═════ Data provided ═════

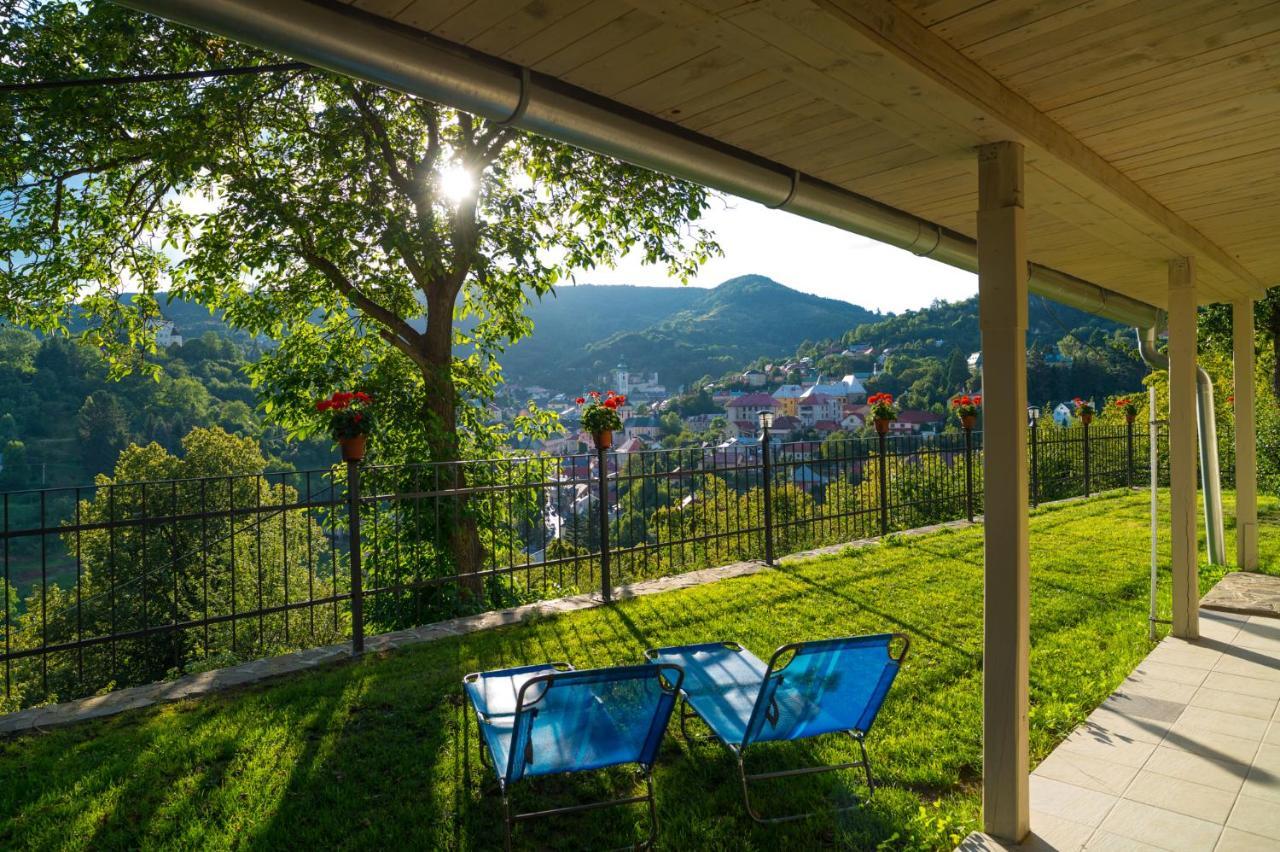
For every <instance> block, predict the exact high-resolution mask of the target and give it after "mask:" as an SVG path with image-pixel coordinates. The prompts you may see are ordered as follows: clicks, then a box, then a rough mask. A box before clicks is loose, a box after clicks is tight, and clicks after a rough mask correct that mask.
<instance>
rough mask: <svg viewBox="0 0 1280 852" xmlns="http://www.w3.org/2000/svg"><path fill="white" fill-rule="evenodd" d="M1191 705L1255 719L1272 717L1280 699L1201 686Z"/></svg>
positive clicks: (1191, 705) (1275, 709) (1193, 699)
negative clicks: (1269, 697)
mask: <svg viewBox="0 0 1280 852" xmlns="http://www.w3.org/2000/svg"><path fill="white" fill-rule="evenodd" d="M1189 706H1192V707H1207V709H1208V710H1221V711H1222V713H1234V714H1236V715H1242V716H1252V718H1254V719H1270V718H1271V716H1272V715H1275V711H1276V707H1280V701H1275V700H1274V698H1258V697H1256V696H1251V695H1239V693H1236V692H1222V691H1221V690H1210V688H1208V687H1201V688H1199V690H1197V691H1196V695H1194V696H1193V697H1192V702H1190V705H1189Z"/></svg>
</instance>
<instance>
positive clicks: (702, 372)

═════

From the listing above, print every entry precisely and drop the pictures.

* _Written solution_:
For every <instance> block, predict the exact high-resolution mask of the target and give it after "mask:" as an SVG path with image-pixel coordinates. The prompts you may see are ordered as follows: clicks, then a box, then a rough mask. A box before clicks is loose, a box after clicks is tight, and clicks after a rough mask correct that mask.
<instance>
rough mask: <svg viewBox="0 0 1280 852" xmlns="http://www.w3.org/2000/svg"><path fill="white" fill-rule="evenodd" d="M1191 705L1255 719L1272 717L1280 699L1201 686Z"/></svg>
positive clicks: (1191, 705) (1275, 709) (1193, 699)
negative clicks: (1269, 697)
mask: <svg viewBox="0 0 1280 852" xmlns="http://www.w3.org/2000/svg"><path fill="white" fill-rule="evenodd" d="M1189 706H1192V707H1207V709H1208V710H1221V711H1222V713H1234V714H1236V715H1242V716H1252V718H1254V719H1270V718H1271V716H1272V715H1275V711H1276V707H1280V701H1275V700H1274V698H1258V697H1256V696H1251V695H1239V693H1236V692H1222V691H1221V690H1210V688H1208V687H1201V688H1199V690H1197V691H1196V695H1194V696H1193V697H1192V702H1190V705H1189Z"/></svg>
</instance>
<instance>
positive clicks: (702, 372)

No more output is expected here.